[Task requirements]
Reproduce every item below line for line, without changing anything, and leave out the pictures.

[Data for this task]

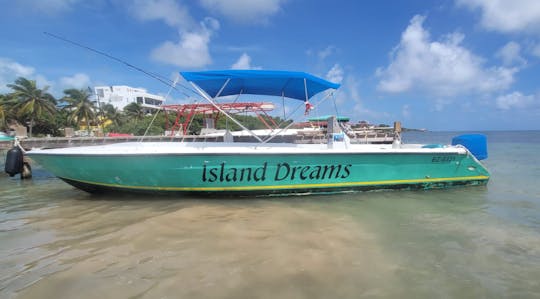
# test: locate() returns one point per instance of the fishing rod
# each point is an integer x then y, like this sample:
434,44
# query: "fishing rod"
168,82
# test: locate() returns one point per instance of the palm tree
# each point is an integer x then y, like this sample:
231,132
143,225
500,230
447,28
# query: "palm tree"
135,111
31,101
80,107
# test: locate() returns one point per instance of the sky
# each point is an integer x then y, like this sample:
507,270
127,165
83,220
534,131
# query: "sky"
457,65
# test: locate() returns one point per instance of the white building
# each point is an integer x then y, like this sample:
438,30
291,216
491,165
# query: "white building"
121,96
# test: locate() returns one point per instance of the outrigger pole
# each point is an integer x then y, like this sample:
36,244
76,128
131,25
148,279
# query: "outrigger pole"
211,101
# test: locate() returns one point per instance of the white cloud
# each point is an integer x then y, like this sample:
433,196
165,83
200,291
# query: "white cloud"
168,11
10,70
192,51
510,54
444,67
335,74
244,11
327,52
244,63
536,50
78,80
507,16
516,100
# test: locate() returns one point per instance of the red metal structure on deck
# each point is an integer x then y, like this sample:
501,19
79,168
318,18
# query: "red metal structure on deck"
187,111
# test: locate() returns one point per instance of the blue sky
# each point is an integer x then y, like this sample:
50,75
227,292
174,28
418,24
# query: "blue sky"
440,65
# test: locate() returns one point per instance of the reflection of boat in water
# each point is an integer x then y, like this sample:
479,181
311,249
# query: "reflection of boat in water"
265,167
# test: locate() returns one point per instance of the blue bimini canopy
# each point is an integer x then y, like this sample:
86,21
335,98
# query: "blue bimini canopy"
293,85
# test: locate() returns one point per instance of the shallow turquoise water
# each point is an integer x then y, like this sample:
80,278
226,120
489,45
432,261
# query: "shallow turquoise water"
475,242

[Task solution]
# test: locate() returns one point per instance of the fishing rod
# each point is an integer x then y, like this sample:
434,44
# query: "fishing rod"
168,82
# test: locate() returns one point per instance of the palm tree
# each point is an integer x then y, like this sample:
231,132
143,225
500,230
447,28
# query: "palm tree"
135,111
31,101
80,107
# test: locate() returns one point per instance of the sky
# each point is an integer x then y, like this sample:
507,270
127,165
83,220
534,131
# query: "sky"
457,65
# test: locate() returns one point per instance of the white building
# each point is an integer x then y, like this sample:
438,30
291,216
491,165
# query: "white building"
121,96
# test: locate() returns one point per instance of the outrigger pole
# each point is an integer x then y, like this sample:
36,244
76,128
131,25
148,279
# query: "outrigger pole"
211,101
# test: locate() returns one point per instance of the white cloud
# each point is an integer x then y, like this sample:
433,196
165,83
200,291
# query: "white cloud"
168,11
10,70
192,51
510,54
444,67
335,74
244,11
327,52
244,63
536,50
78,80
507,16
516,100
# test: locate() returns one point per instance of the red metal structure on deck
# each point is an integer x then y, like this sample:
501,19
79,168
318,18
# query: "red metal structure on deck"
187,111
# test: locate() returns one point per instance of the blue sky
# each point is an integer x then y, like this sample:
50,75
227,292
174,28
418,24
# query: "blue sky"
440,65
# test: locate() returns one point per instance of the reflection of boat in water
# each point is an integer x then y, like this sample:
479,181
311,249
# query: "reflection of boat in water"
265,167
# test: locate() returns one point per instance of the blue bimini canopy
# each point is an integer x then y, like this sample:
86,21
335,98
# query: "blue bimini canopy"
293,85
# test: locate() returns one point per instance of the shallow turquoise water
# each point is an integer x then y, like this sample:
80,278
226,120
489,45
432,261
# query: "shallow turquoise water"
475,242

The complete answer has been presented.